● What the task asks:
From the line with "table knife, locate" through the final line, please write out the listing exactly, including both of those lines.

● Given data:

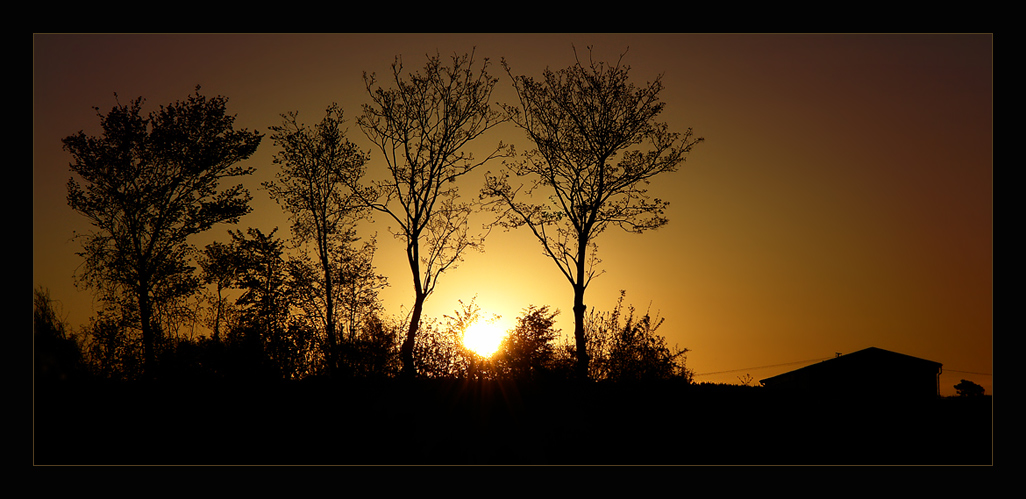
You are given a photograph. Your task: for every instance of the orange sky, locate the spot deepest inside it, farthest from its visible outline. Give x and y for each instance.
(842, 197)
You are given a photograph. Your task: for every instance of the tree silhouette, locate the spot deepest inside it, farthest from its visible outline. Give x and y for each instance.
(148, 184)
(320, 168)
(597, 147)
(220, 263)
(57, 353)
(422, 126)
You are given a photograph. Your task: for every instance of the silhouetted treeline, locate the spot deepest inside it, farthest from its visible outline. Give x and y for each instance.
(258, 342)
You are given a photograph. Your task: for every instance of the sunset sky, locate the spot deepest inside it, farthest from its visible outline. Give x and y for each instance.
(842, 197)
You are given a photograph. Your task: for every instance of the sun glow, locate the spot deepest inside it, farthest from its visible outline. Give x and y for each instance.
(483, 337)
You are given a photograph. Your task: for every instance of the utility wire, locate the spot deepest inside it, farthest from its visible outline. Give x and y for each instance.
(764, 367)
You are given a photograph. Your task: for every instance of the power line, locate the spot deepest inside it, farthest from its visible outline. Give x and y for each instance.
(765, 367)
(967, 372)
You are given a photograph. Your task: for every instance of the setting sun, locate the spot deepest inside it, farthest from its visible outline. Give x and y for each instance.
(483, 337)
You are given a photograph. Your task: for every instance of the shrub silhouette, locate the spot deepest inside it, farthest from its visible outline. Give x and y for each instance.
(625, 348)
(57, 353)
(528, 350)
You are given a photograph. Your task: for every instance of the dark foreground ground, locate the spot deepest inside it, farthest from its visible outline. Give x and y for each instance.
(457, 422)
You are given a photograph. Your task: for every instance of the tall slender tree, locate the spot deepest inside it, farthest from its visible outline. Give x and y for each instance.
(422, 127)
(597, 146)
(147, 184)
(318, 185)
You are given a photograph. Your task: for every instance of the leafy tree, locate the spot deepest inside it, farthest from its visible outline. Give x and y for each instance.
(221, 267)
(320, 168)
(968, 388)
(598, 145)
(57, 353)
(422, 126)
(147, 185)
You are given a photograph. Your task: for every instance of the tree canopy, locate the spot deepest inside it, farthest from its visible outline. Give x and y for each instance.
(148, 183)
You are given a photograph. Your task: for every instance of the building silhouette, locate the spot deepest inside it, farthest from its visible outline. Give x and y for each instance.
(872, 373)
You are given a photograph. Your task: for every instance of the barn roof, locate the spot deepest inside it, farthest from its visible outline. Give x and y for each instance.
(871, 357)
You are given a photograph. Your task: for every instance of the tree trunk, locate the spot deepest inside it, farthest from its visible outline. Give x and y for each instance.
(582, 344)
(408, 370)
(332, 344)
(146, 319)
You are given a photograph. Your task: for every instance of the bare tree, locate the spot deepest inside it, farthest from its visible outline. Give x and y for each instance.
(422, 126)
(598, 145)
(149, 183)
(320, 168)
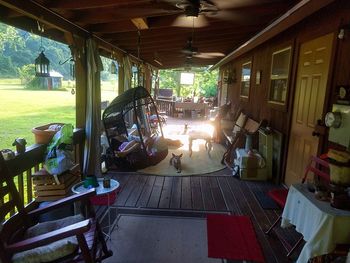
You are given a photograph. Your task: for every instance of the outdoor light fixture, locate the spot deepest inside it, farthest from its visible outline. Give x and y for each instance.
(113, 69)
(42, 63)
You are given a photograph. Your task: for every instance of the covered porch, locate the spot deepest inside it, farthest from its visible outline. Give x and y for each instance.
(242, 40)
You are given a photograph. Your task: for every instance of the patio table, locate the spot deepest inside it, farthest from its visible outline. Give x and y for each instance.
(321, 225)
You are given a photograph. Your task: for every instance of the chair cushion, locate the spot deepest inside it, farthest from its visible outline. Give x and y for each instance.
(279, 196)
(52, 251)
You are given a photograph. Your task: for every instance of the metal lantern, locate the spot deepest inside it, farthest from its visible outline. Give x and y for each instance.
(113, 68)
(42, 65)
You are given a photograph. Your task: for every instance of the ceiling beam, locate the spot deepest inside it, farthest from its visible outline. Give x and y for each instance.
(166, 32)
(113, 14)
(140, 23)
(113, 27)
(88, 4)
(37, 12)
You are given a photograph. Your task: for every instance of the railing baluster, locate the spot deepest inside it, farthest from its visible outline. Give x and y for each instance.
(20, 185)
(29, 186)
(23, 165)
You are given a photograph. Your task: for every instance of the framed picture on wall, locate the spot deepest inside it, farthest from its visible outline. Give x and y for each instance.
(279, 76)
(245, 79)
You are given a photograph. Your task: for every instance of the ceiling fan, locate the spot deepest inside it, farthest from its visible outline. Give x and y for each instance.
(191, 51)
(201, 9)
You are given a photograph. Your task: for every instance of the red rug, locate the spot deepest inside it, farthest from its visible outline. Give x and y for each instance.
(232, 237)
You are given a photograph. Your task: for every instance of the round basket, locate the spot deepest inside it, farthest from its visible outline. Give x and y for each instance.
(43, 135)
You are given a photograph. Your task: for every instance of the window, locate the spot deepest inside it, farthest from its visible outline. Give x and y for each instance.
(279, 76)
(245, 79)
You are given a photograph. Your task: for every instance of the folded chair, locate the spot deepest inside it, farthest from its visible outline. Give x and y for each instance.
(22, 239)
(320, 169)
(243, 127)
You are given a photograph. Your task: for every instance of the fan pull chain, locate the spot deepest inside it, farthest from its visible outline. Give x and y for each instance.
(138, 43)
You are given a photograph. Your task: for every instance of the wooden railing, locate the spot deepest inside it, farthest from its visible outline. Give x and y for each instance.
(166, 106)
(23, 165)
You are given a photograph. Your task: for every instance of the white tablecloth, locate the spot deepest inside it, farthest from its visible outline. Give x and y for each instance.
(321, 225)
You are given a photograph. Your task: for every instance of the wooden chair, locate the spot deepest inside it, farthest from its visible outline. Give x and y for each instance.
(320, 168)
(249, 127)
(20, 236)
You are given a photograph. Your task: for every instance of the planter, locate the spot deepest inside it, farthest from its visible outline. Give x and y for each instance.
(43, 134)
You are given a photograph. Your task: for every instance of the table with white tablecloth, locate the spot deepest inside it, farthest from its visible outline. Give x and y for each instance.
(321, 225)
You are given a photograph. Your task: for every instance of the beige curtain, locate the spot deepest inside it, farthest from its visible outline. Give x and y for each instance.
(92, 154)
(127, 72)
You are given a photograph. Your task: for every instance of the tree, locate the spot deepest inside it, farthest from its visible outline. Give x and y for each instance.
(9, 37)
(26, 73)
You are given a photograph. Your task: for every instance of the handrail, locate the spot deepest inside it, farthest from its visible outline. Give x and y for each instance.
(23, 165)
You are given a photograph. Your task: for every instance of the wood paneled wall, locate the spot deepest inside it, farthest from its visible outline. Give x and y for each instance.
(327, 20)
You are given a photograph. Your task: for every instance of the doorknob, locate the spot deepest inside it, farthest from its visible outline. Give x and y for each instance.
(314, 133)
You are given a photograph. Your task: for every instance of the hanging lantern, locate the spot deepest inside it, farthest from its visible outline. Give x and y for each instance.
(42, 65)
(113, 69)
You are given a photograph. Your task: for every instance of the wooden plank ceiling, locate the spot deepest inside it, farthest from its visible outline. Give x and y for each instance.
(159, 26)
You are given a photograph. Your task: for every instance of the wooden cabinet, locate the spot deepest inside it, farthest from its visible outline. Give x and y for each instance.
(265, 149)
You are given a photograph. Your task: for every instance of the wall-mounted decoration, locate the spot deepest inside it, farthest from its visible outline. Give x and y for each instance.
(258, 77)
(343, 94)
(245, 79)
(229, 75)
(279, 76)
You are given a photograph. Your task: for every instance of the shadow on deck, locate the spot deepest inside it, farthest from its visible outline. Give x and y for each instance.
(196, 196)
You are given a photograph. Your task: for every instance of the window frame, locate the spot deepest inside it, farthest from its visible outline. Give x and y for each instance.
(286, 77)
(246, 96)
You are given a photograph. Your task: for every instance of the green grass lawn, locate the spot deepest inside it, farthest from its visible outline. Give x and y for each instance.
(21, 110)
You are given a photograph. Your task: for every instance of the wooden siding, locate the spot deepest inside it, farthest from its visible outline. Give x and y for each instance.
(327, 20)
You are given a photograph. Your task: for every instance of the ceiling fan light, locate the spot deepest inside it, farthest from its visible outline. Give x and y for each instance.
(192, 11)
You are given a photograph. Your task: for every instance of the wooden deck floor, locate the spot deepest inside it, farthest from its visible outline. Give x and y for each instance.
(199, 195)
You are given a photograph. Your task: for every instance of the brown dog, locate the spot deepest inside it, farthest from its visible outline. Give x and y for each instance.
(176, 162)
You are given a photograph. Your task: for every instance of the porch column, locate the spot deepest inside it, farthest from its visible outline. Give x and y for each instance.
(80, 83)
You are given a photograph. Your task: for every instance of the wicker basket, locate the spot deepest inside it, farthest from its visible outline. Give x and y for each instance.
(43, 135)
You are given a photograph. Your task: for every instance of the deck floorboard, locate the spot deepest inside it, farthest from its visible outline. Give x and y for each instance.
(199, 195)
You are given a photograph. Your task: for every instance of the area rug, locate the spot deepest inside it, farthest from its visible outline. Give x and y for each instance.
(264, 200)
(159, 239)
(200, 162)
(232, 237)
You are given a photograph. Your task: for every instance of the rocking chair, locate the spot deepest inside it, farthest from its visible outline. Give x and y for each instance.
(71, 239)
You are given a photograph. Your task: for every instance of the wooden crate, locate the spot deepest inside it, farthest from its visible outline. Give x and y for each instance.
(48, 187)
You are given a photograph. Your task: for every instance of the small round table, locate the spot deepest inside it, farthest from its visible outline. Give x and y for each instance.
(101, 191)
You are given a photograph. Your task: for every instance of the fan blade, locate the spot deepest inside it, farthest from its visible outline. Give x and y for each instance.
(225, 4)
(185, 21)
(209, 55)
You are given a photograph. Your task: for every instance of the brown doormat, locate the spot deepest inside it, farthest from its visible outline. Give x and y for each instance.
(159, 239)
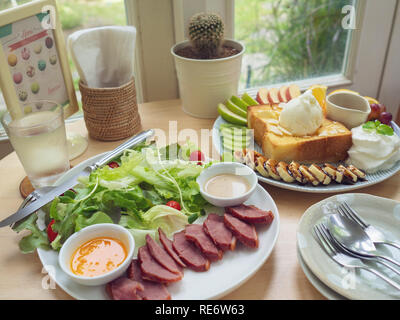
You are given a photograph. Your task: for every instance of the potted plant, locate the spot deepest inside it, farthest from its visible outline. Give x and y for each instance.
(207, 65)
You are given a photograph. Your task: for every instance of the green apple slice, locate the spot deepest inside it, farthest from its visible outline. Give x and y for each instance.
(235, 109)
(249, 100)
(240, 103)
(229, 116)
(235, 133)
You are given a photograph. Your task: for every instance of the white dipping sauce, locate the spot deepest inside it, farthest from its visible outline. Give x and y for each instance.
(227, 186)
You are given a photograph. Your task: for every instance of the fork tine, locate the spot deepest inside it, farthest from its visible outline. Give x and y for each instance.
(354, 215)
(345, 214)
(322, 240)
(327, 236)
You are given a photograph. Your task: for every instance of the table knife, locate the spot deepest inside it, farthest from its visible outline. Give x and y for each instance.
(60, 189)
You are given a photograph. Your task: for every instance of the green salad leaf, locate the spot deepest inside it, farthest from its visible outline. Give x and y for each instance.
(133, 195)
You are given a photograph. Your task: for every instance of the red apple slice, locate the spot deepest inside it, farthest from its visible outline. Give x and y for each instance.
(262, 96)
(273, 96)
(293, 91)
(282, 94)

● Result for this task:
You are given a photograph. Your task: for every instance of the table knife, locate the spot deepest inside it, farthest from its visible outline. Give x and y for each instance.
(60, 189)
You are given a photograph. Your task: for every instance of the green salad leaf, locate the spot deepest inside it, farthest from its visible outline. Give x and y for each instance.
(133, 195)
You are given a photograph. Your task: for every instance of the red apple slice, locate the spot deepest inside it, farthest from its visible outline. Give x and y for each instance.
(262, 96)
(273, 96)
(293, 91)
(282, 94)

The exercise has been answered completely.